Your answer must be an exact repetition of every record.

****

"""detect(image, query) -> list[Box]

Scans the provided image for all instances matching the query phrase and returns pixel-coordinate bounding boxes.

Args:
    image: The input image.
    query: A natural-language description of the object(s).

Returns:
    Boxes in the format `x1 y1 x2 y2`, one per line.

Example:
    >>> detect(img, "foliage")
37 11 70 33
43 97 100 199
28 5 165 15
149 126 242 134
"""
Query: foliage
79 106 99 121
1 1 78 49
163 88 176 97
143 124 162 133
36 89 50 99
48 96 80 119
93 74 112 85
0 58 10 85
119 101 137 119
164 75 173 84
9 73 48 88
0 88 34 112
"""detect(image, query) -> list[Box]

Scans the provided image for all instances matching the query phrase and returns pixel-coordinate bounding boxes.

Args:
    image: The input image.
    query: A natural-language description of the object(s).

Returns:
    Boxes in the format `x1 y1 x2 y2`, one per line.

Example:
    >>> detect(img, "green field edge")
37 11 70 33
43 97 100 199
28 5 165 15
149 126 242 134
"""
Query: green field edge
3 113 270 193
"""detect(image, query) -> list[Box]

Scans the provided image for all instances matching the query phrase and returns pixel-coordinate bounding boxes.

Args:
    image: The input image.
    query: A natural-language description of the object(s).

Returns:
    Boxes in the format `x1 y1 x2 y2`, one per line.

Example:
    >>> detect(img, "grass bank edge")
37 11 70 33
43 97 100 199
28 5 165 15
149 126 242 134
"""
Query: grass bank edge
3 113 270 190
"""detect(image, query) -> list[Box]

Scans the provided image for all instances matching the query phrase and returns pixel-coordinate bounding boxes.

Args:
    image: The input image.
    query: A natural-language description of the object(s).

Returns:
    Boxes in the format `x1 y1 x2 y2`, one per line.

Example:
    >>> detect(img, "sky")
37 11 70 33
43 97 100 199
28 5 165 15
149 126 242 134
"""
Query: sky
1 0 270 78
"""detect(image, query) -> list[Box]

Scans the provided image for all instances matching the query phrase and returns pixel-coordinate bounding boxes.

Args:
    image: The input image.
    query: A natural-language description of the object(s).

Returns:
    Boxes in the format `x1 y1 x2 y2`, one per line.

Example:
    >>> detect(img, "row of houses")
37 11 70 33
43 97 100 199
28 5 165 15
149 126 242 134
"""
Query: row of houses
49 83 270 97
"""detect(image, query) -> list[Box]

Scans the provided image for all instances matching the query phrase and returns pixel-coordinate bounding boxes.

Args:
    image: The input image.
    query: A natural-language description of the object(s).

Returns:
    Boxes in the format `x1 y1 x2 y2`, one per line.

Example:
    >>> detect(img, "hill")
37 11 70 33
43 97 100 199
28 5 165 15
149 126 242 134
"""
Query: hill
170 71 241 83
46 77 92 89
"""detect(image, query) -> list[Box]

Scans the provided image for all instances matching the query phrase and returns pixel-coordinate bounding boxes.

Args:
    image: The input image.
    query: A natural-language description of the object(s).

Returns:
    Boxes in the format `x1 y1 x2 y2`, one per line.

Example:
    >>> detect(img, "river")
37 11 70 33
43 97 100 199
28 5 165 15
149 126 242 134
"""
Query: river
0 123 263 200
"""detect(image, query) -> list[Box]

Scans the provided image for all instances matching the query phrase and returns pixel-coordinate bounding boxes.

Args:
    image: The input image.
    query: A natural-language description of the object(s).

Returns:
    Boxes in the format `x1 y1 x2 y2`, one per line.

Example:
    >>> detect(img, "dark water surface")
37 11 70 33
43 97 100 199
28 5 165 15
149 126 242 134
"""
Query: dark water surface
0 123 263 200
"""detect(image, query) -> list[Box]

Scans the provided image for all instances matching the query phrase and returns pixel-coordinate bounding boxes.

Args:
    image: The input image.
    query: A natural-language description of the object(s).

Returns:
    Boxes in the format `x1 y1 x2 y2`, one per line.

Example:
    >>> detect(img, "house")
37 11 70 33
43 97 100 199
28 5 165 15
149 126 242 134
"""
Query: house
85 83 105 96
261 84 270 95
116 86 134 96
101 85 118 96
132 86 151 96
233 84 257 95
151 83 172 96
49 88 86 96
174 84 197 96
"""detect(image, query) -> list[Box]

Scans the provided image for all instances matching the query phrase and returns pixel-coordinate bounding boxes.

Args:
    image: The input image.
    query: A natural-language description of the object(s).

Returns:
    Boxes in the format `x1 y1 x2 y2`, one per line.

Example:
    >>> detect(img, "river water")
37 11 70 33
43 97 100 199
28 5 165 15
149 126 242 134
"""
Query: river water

****

• ANSWER BELOW:
"""detect(image, query) -> list[Box]

Scans the provided image for all instances matching the query phrase and returns pixel-coordinate bounding boxes.

Args:
    image: The input image.
    query: A natural-language description of the object(s).

Returns:
    Boxes in the format `x1 y1 x2 y2`, one per line.

Example:
    >>> detect(img, "foliage")
37 11 70 33
43 97 100 199
28 5 165 15
149 126 242 134
"""
Query: foliage
79 106 99 121
1 1 78 49
163 88 176 97
143 124 162 133
36 89 50 99
48 96 80 119
93 74 112 85
0 58 10 85
119 101 137 119
164 75 173 84
9 73 48 88
0 88 34 112
"""detect(image, query) -> list[Box]

Scans the provided image for all instances matching the query phrase and returns pixel-coordinate bounding boxes.

Args:
    image: The input image.
    query: A natural-language description of the object(s).

Returns:
    Boxes in the format `x1 y1 x2 y2`, one per line.

Example:
    >>> detect(img, "green field edge")
37 11 70 33
43 97 100 199
28 5 165 15
149 126 242 134
"""
Query: green field edge
3 113 270 193
"""detect(image, query) -> list[Box]

Scans the provided image for all instances matching the query phrase and returns pixel-coordinate bounding boxes.

Args:
    image: The input image.
    query: A natural-language description of the object(s).

Returns:
    Boxes in the format `x1 y1 x2 y2`, one per line.

Example:
    >>> detect(img, "grass bank edge")
37 11 70 33
43 97 100 199
28 5 165 15
149 126 242 134
"""
Query: grass bank edge
3 113 270 190
"""detect(image, query) -> list[Box]

Scans the provided image for all instances matching the query phrase and returns pixel-coordinate bounding boxes.

Args:
    image: The input image.
    query: A natural-language description of the object(s).

Returns:
    Boxes in the format `x1 y1 x2 y2`, one per line.

Example:
    >>> detect(img, "sky")
37 11 70 33
43 97 100 199
28 5 165 15
149 126 242 134
"""
Query: sky
1 0 270 78
"""detect(image, query) -> list[Box]

Scans the provided image for all instances matching the query phrase and returns pixel-coordinate bounding boxes.

Args:
    image: The input image.
    query: A natural-language description of the object(s).

Returns:
    Boxes in the format `x1 y1 x2 y2`, one per line.

Example:
    >>> detect(img, "row of houses")
37 11 70 33
43 97 100 199
28 5 165 15
149 126 242 134
"""
Query: row of houses
49 83 270 97
"""detect(image, query) -> list[Box]

Scans the provided image for all instances matching the query phrase and returns pixel-coordinate bounding boxes.

Args:
    image: The input image.
    query: A natural-language description of the object(s).

Returns:
    Boxes in the format `x1 y1 x2 y2`, one per line.

Example:
    >>> detect(img, "hill")
37 11 70 33
43 97 100 199
28 5 165 15
149 126 242 134
"""
Query: hill
170 71 241 83
46 77 92 89
"""detect(image, query) -> list[Box]

Scans the provided image for all instances matching the query phrase and returns pixel-coordinate bounding boxes.

Args:
    image: The input image.
    query: A natural-language description of the object(s).

Returns:
    Boxes in the format `x1 y1 x2 y2`, one per line.

Example:
    >>> detect(img, "river")
37 11 70 33
43 97 100 199
28 5 165 15
149 126 242 134
"""
Query: river
0 123 263 200
"""detect(image, query) -> list[Box]

Scans the provided image for all instances matching the query phrase and returns pixel-coordinate bounding boxes.

Args:
    image: The input image.
    query: A natural-language description of the object(s).

Returns:
    Boxes in the format `x1 y1 x2 y2`, one per line.

Example:
    >>> detect(img, "dark water surface")
37 11 70 33
43 97 100 199
28 5 165 15
149 126 242 134
"""
Query: dark water surface
0 123 263 200
"""detect(image, query) -> list[Box]

Scans the provided image for all instances matching the query phrase and returns pixel-coordinate bounding boxes.

Args:
    image: The input image.
    query: A natural-language description of the object(s).

Returns:
    Boxes in the format `x1 y1 x2 y2`, one per line.

Example:
    >>> detect(img, "house")
37 11 70 33
43 97 100 199
28 5 165 15
149 126 242 134
"""
Query: house
85 83 105 96
261 84 270 95
116 86 134 96
101 85 118 96
132 86 151 96
233 84 257 95
151 83 172 96
49 88 86 96
174 84 197 96
"""detect(image, query) -> list[Box]

Scans the provided image for all instances matching the query phrase and returns pixel-coordinate bounding boxes.

Args:
    image: The input image.
    query: A natural-language description of the object(s).

Returns:
    Boxes in the format `x1 y1 x2 y2`, one per line.

Example:
    >>> detect(img, "river water")
37 11 70 33
43 97 100 199
28 5 165 15
149 126 242 134
"""
Query: river water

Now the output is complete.